## Point-per-instance localization data
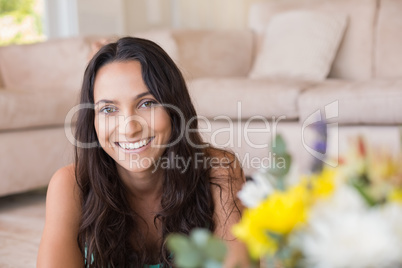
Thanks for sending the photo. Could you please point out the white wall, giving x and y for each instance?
(60, 18)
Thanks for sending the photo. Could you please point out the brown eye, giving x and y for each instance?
(108, 110)
(147, 104)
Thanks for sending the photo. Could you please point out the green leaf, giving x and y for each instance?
(212, 264)
(190, 259)
(185, 252)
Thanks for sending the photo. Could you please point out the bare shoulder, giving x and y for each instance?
(59, 247)
(63, 188)
(227, 179)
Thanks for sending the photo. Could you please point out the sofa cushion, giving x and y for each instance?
(354, 58)
(25, 109)
(367, 102)
(208, 53)
(242, 98)
(388, 56)
(299, 44)
(43, 65)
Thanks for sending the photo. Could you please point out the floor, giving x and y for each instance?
(22, 219)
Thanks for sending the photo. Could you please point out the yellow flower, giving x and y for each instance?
(395, 195)
(283, 211)
(254, 235)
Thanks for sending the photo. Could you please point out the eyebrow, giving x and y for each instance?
(135, 98)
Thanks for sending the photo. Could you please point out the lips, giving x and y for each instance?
(135, 145)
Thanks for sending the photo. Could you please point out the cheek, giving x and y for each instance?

## Exercise objective
From the line holding "floor, giving x and y for each instance?" to the final line of the data, output each line exactly and nothing more.

## Response to this task
Thanks for sending the photo. Could you please point out the floor, giving x and y for each instance?
(22, 219)
Thanks for sending the photo. Could you please point out the yellow flower, giving x and y for each instance?
(395, 195)
(283, 211)
(254, 235)
Thanks for sending the photo. Could you please point out the eyebrow, giving x and y for each instance?
(135, 98)
Thanks for sending the photo. Could you please point out the lips, giving x and y for each instance?
(135, 145)
Thanks for sending the photo. Could you please point out the cheek, giving x and y for each instance?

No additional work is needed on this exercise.